> **Passage given**:
However, the other 2 kits I got... the shelf tag said use bushing X, so I got X. However, the instructions say use bushing Y.

There has to be something going on with Rockler and their supplier. Re-branding may be causing names / numbers to be not matching.

I'll get it all sorted out.:bulgy-eyes:


----------



## LeeR (Mar 1, 2012)

I normally do not recommend Harbor Freight for tools, but their drill bits are fine. I've got this set shown, but just in HSS, and it is OK. I also have the really large set (115 bit TN set that has letter and number bits also, and it gives me every size I could need.) This 29 bit set is a good starter set to get you many of the bits you'll need for pens. I could also swear I've seen this set for $9.99 in the full page coupons that are in many woodworking magazines, but at $19.99, it is still a good deal.

29 Piece Titanium Nitride Coated Drill Bit Set

Just found the 115 piece set -- this one is great:

http://www.harborfreight.com/115-pi...d-m2-high-speed-steel-drill-bit-set-1611.html


----------



## ghostrider (Mar 1, 2012)

LeeR said:


> I normally do not recommend Harbor Freight for tools, but their drill bits are fine. I've got this set shown, but just in HSS, and it is OK. I also have the really large set (115 bit TN set that has letter and number bits also, and it gives me every size I could need.) This 29 bit set is a good starter set to get you many of the bits you'll need for pens. I could also swear I've seen this set for $9.99 in the full page coupons that are in many woodworking magazines, but at $19.99, it is still a good deal.

> **Your objective**: Translate this sentence from the drill bit thread into Spanish: "I normally do not recommend Harbor Freight for tools, but their drill bits are fine." These rows have nothing to do with the forum thread above.

Region labeling rows
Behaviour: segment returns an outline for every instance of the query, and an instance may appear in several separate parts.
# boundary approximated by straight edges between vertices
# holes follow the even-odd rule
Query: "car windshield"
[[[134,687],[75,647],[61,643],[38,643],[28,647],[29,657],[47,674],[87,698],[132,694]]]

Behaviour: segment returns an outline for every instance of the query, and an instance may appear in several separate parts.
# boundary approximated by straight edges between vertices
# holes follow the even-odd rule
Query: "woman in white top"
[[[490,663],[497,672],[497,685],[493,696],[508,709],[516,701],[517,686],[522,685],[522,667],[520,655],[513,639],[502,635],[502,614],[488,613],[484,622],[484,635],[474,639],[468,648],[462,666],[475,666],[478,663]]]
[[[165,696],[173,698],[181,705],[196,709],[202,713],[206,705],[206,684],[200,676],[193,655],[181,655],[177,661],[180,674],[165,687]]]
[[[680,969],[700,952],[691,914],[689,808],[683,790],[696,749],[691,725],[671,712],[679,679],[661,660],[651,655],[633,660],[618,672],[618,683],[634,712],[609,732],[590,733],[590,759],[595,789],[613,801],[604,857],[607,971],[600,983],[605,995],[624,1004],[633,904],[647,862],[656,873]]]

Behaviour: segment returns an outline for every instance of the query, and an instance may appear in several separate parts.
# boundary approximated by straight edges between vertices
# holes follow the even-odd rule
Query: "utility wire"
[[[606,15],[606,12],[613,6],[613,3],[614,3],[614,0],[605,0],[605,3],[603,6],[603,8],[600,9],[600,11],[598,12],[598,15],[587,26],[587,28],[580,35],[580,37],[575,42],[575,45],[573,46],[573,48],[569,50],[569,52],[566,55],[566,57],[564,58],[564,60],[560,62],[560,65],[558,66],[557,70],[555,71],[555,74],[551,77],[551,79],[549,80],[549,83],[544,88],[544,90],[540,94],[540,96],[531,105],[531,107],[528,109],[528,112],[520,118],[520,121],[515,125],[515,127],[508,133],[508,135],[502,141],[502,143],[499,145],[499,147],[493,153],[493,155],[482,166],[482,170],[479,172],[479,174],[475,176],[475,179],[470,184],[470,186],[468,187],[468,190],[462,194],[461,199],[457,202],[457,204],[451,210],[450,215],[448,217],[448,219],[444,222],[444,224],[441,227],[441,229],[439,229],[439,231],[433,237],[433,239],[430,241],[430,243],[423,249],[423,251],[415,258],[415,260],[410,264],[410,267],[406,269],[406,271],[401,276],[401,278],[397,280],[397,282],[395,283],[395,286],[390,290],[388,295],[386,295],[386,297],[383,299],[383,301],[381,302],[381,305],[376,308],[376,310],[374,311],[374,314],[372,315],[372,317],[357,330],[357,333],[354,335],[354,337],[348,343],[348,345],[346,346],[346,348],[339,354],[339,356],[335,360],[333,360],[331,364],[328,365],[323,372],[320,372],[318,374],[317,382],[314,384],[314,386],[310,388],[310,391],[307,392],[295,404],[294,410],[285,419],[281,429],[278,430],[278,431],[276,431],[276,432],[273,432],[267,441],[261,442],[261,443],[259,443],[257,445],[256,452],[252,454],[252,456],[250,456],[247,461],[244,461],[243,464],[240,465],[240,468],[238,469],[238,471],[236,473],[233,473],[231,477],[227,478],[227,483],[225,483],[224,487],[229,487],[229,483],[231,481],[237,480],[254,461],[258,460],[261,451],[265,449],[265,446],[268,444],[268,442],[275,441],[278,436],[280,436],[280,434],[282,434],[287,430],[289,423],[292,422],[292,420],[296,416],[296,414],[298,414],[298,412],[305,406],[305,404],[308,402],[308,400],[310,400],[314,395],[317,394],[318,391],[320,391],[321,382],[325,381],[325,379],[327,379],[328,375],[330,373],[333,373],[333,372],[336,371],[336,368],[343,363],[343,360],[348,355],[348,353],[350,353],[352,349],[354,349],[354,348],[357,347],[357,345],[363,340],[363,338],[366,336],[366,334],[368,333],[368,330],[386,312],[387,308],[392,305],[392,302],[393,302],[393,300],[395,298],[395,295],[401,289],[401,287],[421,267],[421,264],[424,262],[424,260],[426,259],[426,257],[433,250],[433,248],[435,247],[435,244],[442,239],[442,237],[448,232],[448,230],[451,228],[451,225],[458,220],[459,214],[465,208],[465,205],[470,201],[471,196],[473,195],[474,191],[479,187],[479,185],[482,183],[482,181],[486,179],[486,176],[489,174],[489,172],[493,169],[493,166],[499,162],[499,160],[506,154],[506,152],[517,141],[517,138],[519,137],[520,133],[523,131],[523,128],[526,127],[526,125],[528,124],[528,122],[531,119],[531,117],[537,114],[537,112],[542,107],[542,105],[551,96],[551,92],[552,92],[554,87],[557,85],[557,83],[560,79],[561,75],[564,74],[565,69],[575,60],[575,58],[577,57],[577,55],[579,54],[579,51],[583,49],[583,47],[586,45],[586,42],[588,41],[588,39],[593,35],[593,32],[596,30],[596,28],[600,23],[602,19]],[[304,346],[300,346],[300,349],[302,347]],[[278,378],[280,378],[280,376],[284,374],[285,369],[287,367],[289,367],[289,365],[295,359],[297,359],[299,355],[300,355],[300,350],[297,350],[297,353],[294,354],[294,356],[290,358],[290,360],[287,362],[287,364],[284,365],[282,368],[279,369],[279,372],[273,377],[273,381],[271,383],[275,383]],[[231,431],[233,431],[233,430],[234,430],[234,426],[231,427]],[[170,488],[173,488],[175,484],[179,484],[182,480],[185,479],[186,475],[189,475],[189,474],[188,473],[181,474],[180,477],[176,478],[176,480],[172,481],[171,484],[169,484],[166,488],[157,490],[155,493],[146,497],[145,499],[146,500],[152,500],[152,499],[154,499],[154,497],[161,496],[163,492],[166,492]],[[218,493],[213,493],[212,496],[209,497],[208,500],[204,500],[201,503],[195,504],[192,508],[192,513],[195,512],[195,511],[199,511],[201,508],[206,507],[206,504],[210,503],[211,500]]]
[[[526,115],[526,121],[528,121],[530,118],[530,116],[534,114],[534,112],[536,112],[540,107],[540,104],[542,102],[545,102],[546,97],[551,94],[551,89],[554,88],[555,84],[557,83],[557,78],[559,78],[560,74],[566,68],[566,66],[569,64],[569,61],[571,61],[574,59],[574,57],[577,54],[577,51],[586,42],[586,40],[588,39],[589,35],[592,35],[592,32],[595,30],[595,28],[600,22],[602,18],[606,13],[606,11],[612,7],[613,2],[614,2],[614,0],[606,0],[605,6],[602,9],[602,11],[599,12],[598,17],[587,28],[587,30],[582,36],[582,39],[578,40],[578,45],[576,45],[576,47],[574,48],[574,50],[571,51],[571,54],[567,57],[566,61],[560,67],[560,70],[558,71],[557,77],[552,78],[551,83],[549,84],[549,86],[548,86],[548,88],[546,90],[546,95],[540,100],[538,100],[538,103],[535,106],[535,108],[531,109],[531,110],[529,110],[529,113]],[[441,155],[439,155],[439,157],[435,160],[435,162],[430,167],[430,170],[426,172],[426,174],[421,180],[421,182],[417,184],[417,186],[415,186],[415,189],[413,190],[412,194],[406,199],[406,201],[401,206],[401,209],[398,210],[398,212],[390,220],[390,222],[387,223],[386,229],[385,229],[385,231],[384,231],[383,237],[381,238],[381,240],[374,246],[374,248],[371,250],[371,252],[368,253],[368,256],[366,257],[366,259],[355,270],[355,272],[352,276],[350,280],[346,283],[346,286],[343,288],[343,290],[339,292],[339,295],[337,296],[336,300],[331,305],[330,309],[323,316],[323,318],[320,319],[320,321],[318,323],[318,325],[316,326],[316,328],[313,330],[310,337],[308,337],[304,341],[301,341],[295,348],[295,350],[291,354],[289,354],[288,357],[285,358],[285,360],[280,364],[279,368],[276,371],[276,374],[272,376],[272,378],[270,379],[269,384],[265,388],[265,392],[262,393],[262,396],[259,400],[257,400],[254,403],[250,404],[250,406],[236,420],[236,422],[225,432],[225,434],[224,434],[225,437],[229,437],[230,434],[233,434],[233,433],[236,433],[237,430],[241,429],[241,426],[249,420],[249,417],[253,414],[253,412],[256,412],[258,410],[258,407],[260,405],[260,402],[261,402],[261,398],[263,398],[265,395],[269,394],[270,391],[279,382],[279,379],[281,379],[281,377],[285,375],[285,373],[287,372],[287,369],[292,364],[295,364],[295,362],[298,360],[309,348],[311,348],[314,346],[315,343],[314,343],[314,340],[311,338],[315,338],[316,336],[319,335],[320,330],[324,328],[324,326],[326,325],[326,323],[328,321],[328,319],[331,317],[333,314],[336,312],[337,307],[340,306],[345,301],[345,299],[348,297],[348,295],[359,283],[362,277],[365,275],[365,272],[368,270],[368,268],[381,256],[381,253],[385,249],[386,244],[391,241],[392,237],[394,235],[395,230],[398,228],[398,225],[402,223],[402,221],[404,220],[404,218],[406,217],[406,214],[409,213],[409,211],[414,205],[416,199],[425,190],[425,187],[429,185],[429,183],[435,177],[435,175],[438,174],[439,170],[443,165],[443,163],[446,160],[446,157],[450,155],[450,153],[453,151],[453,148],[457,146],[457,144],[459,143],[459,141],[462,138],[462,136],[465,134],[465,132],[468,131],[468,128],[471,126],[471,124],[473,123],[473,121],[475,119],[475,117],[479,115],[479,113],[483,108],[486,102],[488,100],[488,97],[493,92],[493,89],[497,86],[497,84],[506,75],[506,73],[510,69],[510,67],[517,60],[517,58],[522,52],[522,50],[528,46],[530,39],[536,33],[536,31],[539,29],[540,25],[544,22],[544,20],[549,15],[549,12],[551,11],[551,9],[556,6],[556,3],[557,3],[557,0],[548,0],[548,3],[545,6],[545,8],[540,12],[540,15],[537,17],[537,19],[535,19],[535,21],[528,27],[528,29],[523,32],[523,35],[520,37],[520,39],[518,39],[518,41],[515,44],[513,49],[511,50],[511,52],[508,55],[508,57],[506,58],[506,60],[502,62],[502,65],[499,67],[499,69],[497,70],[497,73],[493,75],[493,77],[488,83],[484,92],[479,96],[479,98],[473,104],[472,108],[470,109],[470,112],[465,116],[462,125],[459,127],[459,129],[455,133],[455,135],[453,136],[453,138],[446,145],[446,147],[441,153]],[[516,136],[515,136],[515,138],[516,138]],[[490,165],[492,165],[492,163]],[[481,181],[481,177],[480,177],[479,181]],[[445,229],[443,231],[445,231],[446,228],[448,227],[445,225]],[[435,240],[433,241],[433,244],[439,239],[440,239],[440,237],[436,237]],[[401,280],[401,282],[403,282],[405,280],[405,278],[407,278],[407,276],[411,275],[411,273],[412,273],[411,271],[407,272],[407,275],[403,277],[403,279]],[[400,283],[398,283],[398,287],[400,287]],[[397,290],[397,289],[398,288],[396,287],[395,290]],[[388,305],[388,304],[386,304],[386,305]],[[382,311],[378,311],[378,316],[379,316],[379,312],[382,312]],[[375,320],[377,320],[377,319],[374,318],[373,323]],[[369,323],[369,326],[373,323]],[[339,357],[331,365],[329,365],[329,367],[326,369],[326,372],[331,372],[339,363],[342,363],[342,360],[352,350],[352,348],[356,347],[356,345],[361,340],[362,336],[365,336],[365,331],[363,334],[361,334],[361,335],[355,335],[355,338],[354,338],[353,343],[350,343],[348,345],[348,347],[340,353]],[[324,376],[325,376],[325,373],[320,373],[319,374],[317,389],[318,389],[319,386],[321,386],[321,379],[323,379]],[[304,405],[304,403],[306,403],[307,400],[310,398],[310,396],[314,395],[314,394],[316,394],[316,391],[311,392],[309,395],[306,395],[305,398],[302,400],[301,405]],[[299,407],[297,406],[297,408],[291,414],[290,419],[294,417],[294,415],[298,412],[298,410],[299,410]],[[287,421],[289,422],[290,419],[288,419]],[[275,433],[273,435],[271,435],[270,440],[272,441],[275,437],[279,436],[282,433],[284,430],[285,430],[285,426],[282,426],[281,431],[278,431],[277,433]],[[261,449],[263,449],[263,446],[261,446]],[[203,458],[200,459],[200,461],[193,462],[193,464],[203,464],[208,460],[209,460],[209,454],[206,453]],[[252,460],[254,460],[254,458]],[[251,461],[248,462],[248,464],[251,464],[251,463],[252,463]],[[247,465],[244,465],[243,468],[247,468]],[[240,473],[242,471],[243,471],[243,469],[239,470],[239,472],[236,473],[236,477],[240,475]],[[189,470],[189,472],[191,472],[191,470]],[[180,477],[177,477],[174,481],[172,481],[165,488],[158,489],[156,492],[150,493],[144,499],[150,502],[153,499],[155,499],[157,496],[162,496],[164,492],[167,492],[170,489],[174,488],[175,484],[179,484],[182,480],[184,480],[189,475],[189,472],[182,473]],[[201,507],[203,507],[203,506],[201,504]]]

> **Output for this exercise**: Normalmente no recomiendo Harbor Freight para herramientas, pero sus brocas están bien.